Im „La Maison de l’Entrecôte" in Mitte kommen Fleischliebhaber voll auf ihre Kosten. Hendrik Pieper und sein Team setzen dabei vor allem auf Genuss statt schnelle Küche.
Wo Entrecôte draufsteht, ist natürlich Entrecôte drin. Es liegt in damenhafter Ausgabe als „Lady’s Cut" gegrillt auf weißem Porzellan. Die Lady hinterm Teller zeigt sich beeindruckt von den ihr zugedachten, medium dargereichten 220 Gramm vom Argentinischen Weiderind. Wenn dann noch Küchenchef Hendrik Pieper Spinat mit Pinienkernen, Süßkartoffelpommes sowie Artischocken mit Tomaten reichen lässt und sogar immer wieder Zeit für ein gepflegtes Gespräch über Fleisch und das Drumherum findet, ist der Abend mehrfach kulinarisch wertvoll.

◆ **QUELLDATEN**
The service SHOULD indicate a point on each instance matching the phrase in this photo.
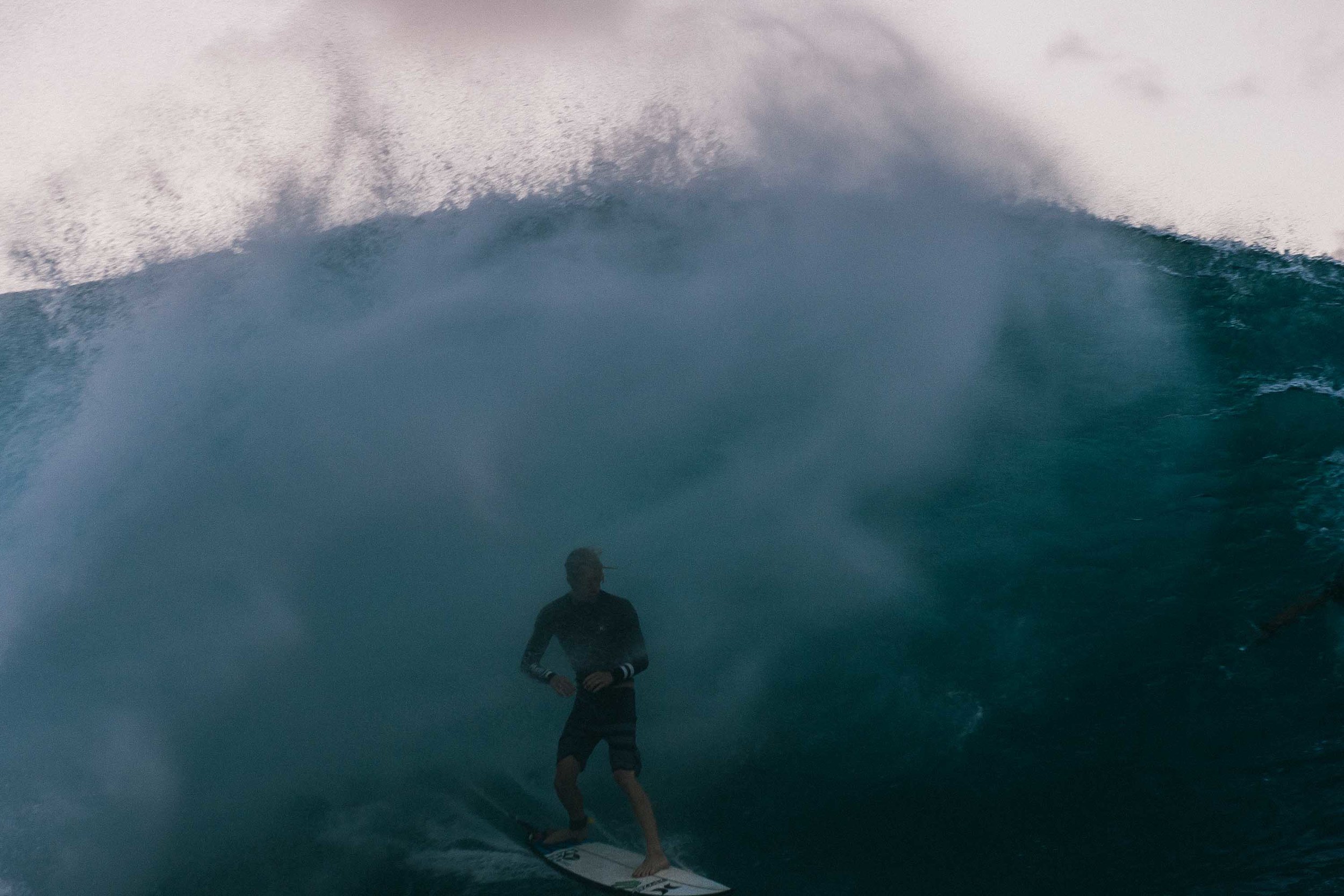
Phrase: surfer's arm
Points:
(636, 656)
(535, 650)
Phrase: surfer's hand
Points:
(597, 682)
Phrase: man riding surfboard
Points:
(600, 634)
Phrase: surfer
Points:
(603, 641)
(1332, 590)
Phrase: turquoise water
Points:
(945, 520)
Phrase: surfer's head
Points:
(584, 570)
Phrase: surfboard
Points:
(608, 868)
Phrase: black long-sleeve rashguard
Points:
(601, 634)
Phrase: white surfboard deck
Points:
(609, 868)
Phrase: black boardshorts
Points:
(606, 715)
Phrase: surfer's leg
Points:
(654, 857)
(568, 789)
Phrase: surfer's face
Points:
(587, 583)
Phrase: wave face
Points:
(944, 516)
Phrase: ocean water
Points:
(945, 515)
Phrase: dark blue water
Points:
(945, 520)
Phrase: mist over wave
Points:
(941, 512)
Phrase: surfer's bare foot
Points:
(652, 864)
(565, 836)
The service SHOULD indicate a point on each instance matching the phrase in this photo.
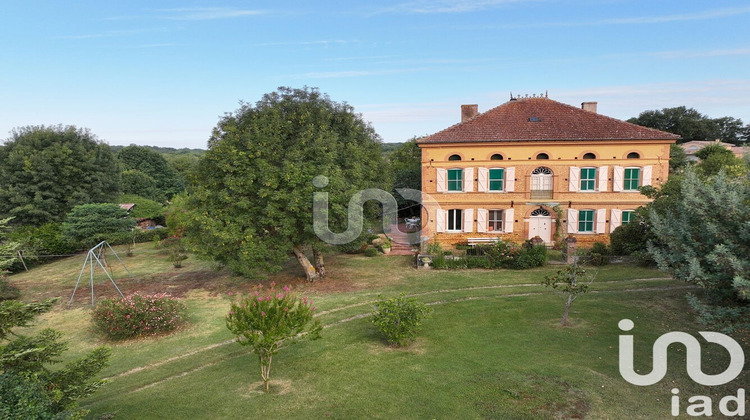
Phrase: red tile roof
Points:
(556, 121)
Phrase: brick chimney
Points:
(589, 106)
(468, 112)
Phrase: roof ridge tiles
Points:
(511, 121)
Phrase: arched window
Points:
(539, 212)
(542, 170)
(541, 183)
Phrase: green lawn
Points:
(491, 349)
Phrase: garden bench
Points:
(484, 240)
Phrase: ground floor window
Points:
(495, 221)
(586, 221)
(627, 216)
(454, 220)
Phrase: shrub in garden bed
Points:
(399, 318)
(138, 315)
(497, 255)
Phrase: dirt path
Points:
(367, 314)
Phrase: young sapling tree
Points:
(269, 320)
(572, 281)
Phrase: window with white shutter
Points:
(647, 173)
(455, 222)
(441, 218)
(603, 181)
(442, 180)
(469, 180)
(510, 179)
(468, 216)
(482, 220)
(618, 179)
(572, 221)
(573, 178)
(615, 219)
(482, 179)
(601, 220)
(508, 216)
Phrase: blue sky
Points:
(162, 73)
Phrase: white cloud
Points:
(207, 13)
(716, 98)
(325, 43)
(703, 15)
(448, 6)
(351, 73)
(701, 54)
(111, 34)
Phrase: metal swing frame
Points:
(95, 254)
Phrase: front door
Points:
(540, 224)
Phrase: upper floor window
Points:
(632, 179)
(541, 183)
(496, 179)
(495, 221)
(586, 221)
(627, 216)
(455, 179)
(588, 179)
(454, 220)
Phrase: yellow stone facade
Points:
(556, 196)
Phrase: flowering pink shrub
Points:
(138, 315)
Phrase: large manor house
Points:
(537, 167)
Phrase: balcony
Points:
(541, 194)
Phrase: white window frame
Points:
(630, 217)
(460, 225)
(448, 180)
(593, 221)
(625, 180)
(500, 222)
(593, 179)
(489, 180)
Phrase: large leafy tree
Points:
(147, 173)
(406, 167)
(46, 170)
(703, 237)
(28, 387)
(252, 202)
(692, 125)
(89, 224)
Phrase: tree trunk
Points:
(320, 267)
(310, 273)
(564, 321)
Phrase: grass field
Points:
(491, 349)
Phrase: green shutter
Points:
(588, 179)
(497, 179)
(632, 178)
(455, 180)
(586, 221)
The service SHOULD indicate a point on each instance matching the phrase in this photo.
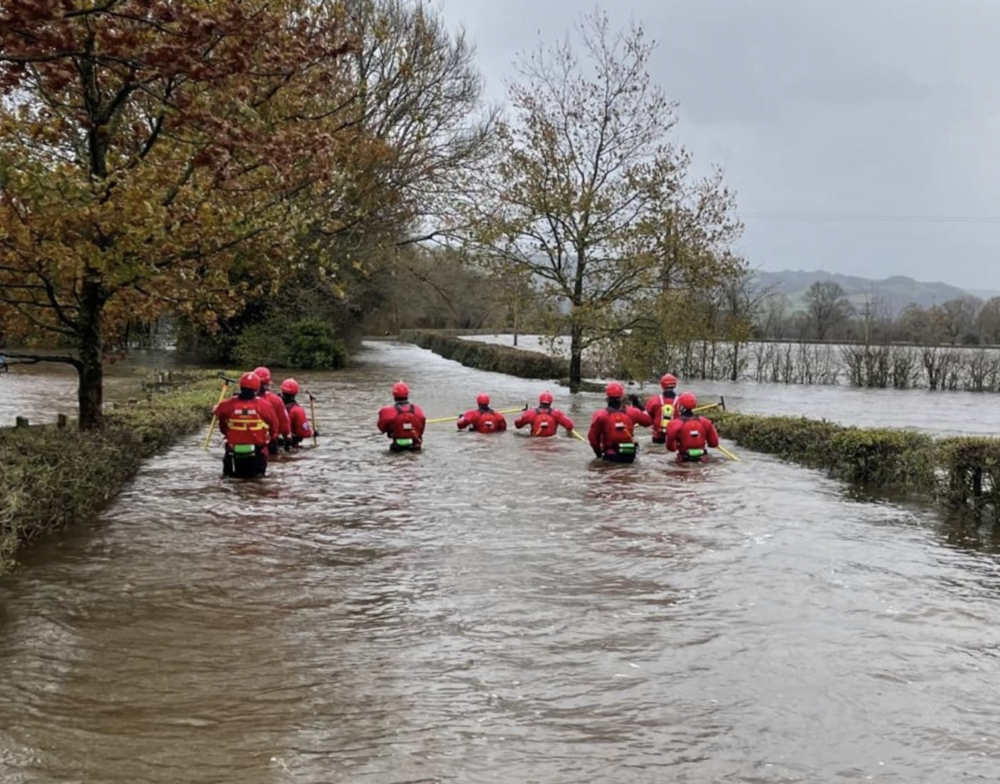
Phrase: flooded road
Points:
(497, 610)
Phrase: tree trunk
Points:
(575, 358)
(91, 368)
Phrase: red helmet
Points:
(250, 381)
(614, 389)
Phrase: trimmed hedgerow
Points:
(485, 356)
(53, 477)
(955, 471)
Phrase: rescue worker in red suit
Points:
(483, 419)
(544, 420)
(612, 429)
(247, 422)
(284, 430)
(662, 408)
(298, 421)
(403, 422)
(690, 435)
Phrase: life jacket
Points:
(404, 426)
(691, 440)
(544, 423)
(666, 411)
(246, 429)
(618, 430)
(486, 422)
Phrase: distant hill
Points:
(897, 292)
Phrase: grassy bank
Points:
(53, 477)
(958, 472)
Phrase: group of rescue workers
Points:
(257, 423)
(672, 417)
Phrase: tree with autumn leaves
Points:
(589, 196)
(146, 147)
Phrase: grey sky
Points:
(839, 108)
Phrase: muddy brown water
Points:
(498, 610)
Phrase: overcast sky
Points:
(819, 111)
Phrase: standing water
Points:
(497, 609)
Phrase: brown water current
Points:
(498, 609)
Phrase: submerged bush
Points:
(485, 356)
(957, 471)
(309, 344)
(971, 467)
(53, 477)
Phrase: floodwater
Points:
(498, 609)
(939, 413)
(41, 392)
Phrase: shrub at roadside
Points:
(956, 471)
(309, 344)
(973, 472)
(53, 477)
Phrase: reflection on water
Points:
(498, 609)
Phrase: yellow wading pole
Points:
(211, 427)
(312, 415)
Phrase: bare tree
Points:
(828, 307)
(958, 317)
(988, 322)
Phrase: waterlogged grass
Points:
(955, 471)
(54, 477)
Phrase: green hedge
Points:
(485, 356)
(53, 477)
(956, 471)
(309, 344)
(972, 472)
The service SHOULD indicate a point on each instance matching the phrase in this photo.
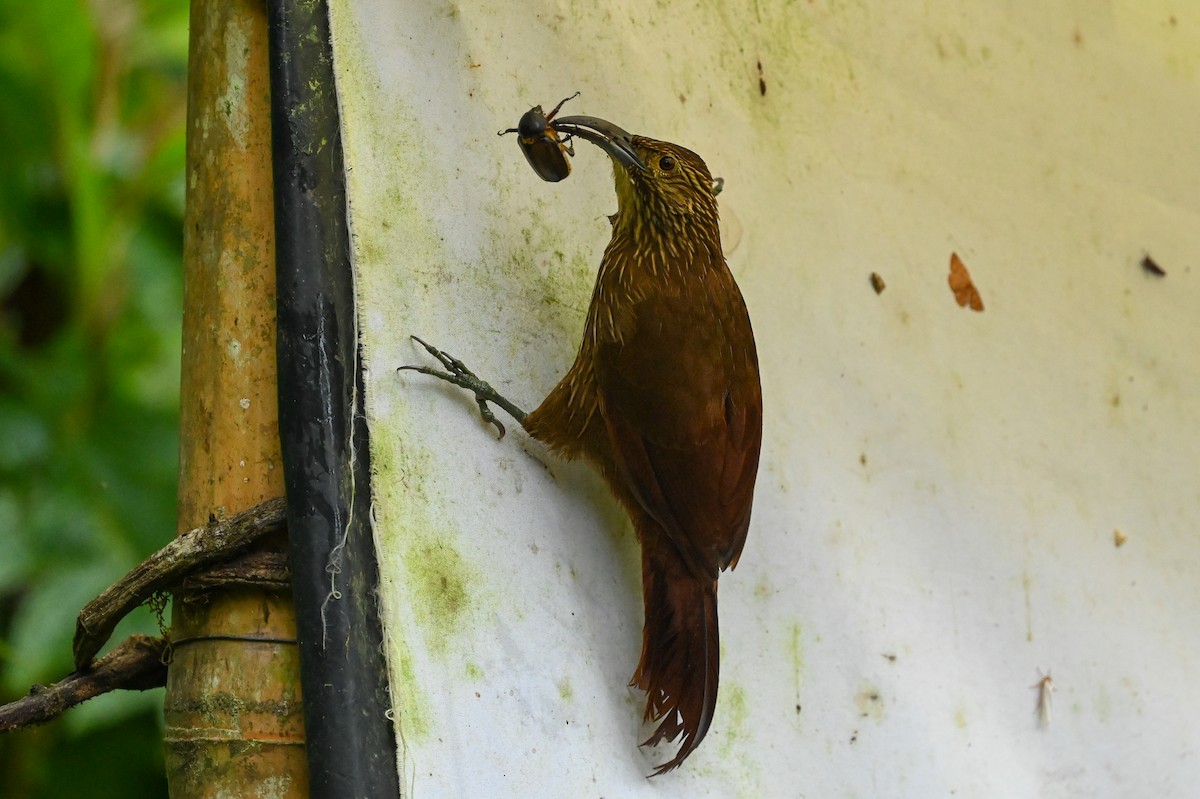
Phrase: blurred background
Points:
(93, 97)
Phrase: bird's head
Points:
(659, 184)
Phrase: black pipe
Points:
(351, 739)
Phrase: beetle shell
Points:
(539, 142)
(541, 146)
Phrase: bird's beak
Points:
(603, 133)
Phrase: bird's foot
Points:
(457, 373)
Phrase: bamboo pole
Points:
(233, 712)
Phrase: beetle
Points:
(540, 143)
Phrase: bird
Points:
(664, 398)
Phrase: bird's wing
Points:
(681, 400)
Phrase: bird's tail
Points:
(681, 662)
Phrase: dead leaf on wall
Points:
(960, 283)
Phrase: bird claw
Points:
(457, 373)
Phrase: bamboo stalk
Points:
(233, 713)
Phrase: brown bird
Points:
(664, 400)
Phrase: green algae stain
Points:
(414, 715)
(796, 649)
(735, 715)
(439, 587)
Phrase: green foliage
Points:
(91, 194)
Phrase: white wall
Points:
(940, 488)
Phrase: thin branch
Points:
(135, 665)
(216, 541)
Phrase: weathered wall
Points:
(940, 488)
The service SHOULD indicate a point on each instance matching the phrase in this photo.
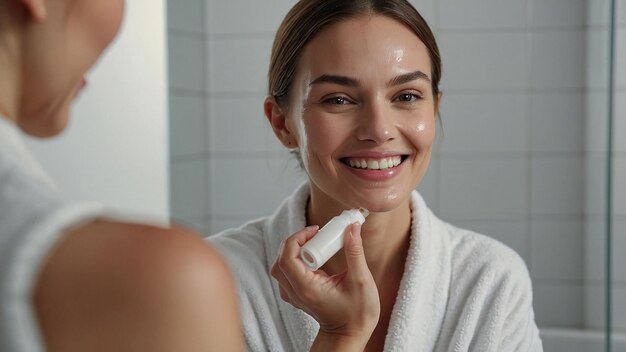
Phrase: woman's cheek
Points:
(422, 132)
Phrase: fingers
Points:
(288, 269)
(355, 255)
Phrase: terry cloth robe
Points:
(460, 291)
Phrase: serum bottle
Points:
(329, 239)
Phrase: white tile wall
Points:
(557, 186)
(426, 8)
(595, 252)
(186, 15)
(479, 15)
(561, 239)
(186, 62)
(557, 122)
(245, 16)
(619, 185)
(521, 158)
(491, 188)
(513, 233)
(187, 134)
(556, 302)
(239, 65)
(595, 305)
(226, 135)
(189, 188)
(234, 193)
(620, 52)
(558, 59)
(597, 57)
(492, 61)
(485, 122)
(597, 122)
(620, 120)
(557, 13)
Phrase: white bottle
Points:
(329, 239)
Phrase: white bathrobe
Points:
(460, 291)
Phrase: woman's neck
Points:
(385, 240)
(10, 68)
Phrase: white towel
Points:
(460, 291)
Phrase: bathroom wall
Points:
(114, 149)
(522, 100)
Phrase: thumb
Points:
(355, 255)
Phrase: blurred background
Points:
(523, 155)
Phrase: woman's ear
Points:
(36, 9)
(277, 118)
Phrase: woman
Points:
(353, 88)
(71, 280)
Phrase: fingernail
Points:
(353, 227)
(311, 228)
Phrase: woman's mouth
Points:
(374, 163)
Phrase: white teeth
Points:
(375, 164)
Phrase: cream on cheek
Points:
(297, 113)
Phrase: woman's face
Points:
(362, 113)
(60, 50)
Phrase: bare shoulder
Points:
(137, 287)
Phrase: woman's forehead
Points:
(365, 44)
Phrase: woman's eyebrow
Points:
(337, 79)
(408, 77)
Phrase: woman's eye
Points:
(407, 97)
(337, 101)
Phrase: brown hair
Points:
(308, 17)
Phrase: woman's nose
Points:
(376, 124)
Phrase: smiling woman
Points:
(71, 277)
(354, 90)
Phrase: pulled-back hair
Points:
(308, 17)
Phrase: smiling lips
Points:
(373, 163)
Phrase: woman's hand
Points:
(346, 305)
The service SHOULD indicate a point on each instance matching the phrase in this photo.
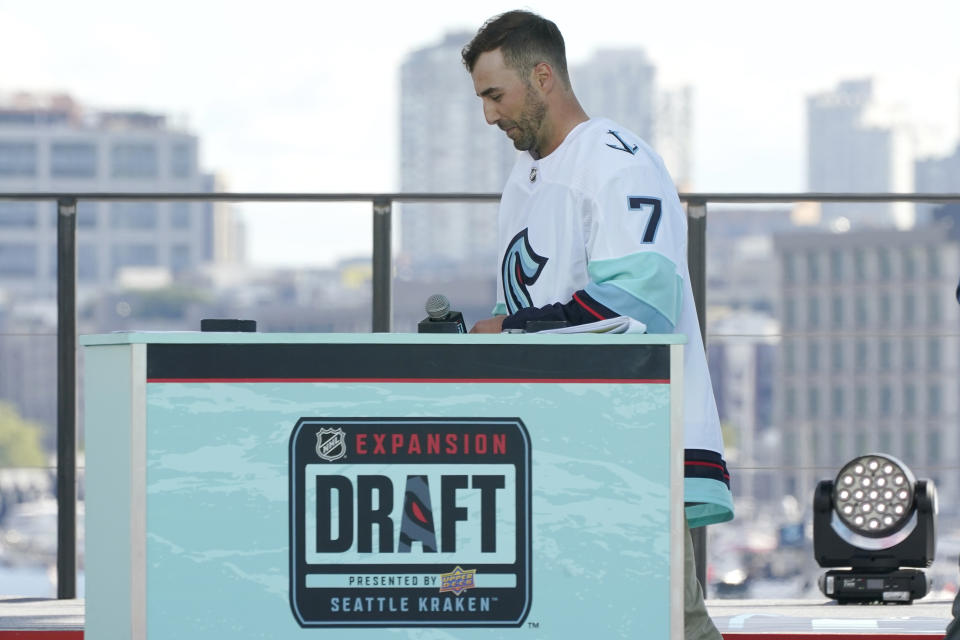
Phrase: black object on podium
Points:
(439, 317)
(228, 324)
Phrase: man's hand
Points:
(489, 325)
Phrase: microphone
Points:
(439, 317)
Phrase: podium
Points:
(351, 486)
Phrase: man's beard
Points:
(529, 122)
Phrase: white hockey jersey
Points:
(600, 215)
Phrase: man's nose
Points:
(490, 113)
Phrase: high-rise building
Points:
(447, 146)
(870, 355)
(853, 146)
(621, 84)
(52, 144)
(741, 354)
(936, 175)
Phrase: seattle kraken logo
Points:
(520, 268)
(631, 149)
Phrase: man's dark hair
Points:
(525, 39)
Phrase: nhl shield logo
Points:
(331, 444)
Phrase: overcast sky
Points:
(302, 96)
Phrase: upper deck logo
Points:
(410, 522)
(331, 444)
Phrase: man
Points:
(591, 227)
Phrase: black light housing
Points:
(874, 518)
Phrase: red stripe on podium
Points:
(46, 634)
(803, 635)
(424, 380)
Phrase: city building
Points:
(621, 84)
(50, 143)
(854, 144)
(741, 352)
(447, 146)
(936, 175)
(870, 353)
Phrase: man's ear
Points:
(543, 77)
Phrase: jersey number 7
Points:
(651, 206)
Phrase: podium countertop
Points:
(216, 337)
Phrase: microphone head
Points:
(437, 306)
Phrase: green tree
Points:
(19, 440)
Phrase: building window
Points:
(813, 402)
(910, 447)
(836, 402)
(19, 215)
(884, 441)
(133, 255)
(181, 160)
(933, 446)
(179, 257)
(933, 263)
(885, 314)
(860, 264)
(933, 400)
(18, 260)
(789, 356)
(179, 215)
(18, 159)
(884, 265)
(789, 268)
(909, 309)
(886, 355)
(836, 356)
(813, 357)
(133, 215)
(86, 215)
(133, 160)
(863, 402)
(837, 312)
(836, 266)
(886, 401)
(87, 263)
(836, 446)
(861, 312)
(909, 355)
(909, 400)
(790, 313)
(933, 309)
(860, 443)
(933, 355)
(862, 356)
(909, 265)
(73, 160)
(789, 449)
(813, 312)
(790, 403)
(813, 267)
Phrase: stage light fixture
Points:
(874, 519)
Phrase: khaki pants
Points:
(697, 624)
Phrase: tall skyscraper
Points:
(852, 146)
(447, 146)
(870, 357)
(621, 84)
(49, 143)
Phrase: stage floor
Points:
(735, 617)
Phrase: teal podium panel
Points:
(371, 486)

◆ **AUFGABEN**
a - Filtere aus den Datensätzen jede Zeile heraus, die die Zeichenfolge „microphone“ enthält, und beachte dabei die Groß- und Kleinschreibung.
b - Führe die Restaurantkritik über das Entrecôte-Lokal in Mitte im Anschluss an ihren letzten Satz weiter.

◆ **LÖSUNGEN**
a -
Phrase: microphone
Phrase: microphone head

b -
Das „Maison de l’Entrecôte" in der Bernhard-Weiß-Straße, genauer gesagt im Erdgeschoss des „Indigo"-Hotels, lohnt einen Besuch. Während wir unter einer „abgepufferten" Decke einerseits mittendrin, andererseits aber ruhig, privat und ohne übergriffige Beschallung an einem der vier Tische in der Lounge sitzen, sehen wir die anderen Gäste kommen. Das Restaurant mit dem Fleisch im Namen ist eine Anlaufstelle für Viele: Allein reisende Gäste des Boutique-Hotels sitzen mal „ohne alles", mal mit Smartphone, Kopfhörern und Buch vor ihren Tellern. Zwei Frauen, die offenkundig nicht zum ersten Mal da sind, suchen sich mit Einkaufstüten vom nahen Alex gezielt ihren Platz in der Lounge. Nach der Shoppingtour darf es zur Wiederbelebung ein Cesar’s Salad oder eine stärkende Rinderbouillon mit Ochsenbacken-Ravioli, Wurzelgemüse und Pilzen sein.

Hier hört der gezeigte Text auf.